Start of EXTRACTED DATA

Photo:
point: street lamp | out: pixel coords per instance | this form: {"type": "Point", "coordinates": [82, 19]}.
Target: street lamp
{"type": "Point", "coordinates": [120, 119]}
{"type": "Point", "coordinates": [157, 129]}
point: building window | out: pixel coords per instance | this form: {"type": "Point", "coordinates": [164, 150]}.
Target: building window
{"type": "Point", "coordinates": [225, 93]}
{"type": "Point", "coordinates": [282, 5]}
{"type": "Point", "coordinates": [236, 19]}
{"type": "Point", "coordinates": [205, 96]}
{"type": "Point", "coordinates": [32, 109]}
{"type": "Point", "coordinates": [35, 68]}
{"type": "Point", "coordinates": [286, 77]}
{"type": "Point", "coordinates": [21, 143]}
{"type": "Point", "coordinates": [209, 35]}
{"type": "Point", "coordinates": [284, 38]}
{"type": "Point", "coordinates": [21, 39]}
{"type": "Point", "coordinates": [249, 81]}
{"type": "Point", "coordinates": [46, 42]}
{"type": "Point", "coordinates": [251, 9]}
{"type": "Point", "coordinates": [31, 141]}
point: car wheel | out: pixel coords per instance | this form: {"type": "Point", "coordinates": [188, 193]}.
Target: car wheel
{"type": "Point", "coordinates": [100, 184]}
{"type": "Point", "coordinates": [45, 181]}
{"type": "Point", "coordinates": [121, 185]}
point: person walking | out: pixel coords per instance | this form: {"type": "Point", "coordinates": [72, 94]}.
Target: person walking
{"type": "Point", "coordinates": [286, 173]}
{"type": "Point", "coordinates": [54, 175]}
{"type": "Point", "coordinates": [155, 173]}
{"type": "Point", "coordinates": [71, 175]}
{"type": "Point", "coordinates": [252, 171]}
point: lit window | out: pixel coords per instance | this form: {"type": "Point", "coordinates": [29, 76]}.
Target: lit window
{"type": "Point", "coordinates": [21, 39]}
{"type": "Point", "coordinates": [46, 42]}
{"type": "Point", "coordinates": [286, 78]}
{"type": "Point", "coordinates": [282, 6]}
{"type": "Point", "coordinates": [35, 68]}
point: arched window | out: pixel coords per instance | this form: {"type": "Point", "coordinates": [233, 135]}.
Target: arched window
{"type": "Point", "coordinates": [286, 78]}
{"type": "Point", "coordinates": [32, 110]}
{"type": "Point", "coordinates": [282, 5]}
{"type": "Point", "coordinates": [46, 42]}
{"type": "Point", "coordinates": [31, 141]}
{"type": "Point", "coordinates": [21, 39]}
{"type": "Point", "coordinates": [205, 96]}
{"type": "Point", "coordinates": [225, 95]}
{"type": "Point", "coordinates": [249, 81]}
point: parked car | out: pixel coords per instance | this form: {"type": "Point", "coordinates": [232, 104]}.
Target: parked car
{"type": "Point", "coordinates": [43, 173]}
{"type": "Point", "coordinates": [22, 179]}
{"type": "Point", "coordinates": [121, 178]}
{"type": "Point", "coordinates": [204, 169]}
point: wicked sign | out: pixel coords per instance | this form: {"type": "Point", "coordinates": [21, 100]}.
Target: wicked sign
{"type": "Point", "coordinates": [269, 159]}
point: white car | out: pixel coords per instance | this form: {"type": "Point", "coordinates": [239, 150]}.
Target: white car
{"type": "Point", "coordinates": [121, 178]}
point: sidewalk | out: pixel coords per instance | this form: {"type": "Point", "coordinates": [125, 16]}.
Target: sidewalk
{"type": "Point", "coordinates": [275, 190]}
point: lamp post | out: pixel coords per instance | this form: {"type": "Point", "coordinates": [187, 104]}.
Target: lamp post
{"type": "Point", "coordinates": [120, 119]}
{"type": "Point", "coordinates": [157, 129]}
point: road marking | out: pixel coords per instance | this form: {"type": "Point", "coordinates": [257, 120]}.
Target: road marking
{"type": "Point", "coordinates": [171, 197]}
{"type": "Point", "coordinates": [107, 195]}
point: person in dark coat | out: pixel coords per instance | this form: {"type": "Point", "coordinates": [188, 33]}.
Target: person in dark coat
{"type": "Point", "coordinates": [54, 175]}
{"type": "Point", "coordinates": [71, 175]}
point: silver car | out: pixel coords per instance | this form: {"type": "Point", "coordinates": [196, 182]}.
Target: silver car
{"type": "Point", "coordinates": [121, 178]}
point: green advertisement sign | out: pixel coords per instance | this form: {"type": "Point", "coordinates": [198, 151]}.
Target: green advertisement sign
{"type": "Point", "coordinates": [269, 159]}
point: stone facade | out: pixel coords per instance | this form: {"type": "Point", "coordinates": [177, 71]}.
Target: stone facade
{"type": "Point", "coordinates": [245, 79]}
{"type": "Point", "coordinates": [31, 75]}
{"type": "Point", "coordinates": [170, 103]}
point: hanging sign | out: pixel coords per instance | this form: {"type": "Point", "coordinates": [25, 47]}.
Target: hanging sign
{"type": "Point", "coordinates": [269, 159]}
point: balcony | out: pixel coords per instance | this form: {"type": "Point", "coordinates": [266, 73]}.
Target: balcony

End of EXTRACTED DATA

__DESCRIPTION OF THE TASK__. Please transcribe exactly the line containing "point: hanging sign" and every line after it to the end of the data, and no other lines.

__EXERCISE SOLUTION__.
point: hanging sign | out: pixel coords per instance | this form: {"type": "Point", "coordinates": [25, 47]}.
Target: hanging sign
{"type": "Point", "coordinates": [269, 159]}
point: balcony | out: pixel coords per instance | this form: {"type": "Point", "coordinates": [266, 73]}.
Target: balcony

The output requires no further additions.